Exercise text >>
India To Pay Poor Families $384 Initial Fund To Raise Girls

March 3, 2008 12:47 p.m. EST


 
Vittorio Hernandez - AHN News Writer

Delhi, India (AHN) - To counter a long-standing preference for male babies over females, India is willing to pay an initial $384 to poor families who will raise baby girls. The scheme, to be piloted in seven Indian states, hopes to save on its first year of implementation 100,000 girls from being aborted.

Mass female foeticide has been long ongoing in India due to long-held tradition of preference for male children, who are viewed as future money makers. The practice is abated by modern ultrasound technology which permits a couple to know the gender of the fetus.

Over the last two decades, an estimated 10 million female fetuses may have been aborted because of the preference for male children, the British medical journal Lancet said.

The $384 (15,500 rupee) will be augmented as the girls grow up. By the time she reaches 18, have finished school and is still single, the young lady will be entitled to a $2,476 (100,000 rupee) bonus.

Provided records >>
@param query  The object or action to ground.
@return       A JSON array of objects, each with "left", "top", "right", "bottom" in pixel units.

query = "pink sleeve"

...

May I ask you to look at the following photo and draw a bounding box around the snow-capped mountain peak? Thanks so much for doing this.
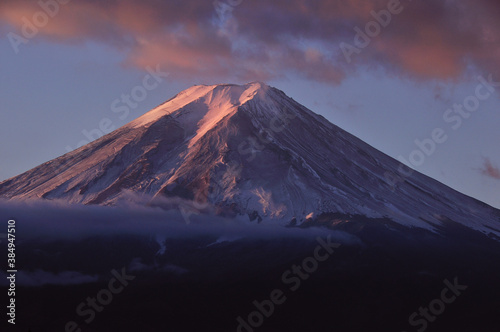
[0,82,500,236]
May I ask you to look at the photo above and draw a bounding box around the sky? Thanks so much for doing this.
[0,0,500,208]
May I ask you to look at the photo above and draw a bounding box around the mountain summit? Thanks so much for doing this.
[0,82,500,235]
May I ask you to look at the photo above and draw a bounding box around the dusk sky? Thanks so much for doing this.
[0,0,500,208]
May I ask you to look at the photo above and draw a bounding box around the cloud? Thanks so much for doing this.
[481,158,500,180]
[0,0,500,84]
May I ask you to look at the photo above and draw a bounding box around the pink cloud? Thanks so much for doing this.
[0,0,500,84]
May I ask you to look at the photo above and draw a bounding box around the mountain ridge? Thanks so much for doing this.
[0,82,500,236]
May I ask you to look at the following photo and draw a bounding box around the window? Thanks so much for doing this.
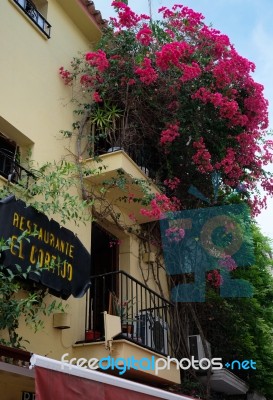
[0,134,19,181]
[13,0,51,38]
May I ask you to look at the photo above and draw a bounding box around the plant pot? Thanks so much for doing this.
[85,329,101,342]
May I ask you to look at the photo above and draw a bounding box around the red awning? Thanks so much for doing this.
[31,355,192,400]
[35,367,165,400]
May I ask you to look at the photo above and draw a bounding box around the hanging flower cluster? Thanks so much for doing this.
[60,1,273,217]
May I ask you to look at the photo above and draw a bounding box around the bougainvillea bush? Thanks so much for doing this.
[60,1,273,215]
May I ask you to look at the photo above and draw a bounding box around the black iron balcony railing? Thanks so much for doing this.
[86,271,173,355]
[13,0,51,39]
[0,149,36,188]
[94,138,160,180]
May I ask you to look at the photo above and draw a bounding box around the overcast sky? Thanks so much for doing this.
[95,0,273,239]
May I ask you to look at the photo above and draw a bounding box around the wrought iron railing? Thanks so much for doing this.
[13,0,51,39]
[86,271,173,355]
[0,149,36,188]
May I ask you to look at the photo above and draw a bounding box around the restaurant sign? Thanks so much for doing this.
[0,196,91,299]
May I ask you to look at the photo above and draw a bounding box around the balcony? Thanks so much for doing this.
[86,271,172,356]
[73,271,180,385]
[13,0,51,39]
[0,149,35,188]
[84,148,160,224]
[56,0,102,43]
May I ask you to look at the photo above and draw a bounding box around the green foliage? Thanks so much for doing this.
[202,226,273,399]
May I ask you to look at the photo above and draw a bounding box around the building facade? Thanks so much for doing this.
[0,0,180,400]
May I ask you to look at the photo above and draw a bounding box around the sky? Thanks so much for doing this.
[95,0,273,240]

--

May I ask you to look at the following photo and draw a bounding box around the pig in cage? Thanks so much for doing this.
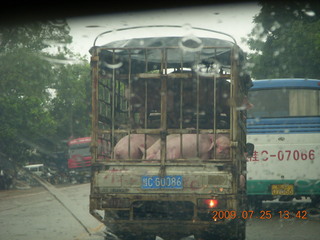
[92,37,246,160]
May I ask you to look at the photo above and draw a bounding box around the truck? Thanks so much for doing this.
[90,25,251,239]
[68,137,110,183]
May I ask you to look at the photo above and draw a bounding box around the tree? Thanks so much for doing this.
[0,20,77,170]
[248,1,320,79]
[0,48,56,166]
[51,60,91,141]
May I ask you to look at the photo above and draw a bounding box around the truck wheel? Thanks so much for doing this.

What you will do >>
A: Based on the news report about India paying families to raise girls, why do Indian families prefer male children? Answer in one to three sentences.
B: Summarize the news report about India paying families to raise girls in two sentences.
C: Resume the news report about India paying families to raise girls, picking up after its final sentence.

Answers by task >>
A: A long-held tradition in India favors male children because they are viewed as future money makers.

B: To counter a long-standing preference for male babies, India will pay poor families an initial $384 to raise girls, in a scheme piloted in seven states that hopes to save 100,000 girls from abortion in its first year. The payment grows as the girls get older, and a young woman who reaches 18, has finished school and is still single becomes entitled to a $2,476 bonus.

C:
Renukha Chowdhury, Indian Women and Child Development Minister, said in a news conference, "We will pay the money in stages and monitor how they are brought up... We think this will force the families to look upon the girl as an asset rather than a liability and will certainly help us save the girl child."

Because of the practice of aborting female fetuses, Delhi has only 900 females for every 1,000 male infants.

Whether the baby is male or female, it will nonetheless contribute to worsen the population problem in India, which at 1.1 billion, is the world's second most populous nation, next to China's 1.3 billion.

Unlike Beijing which has a one-child policy, now under reconsideration, India's population is on a runaway course that by 2050, the United Nations estimates it will grow to 1.6 billion to overtake China for the number one spot.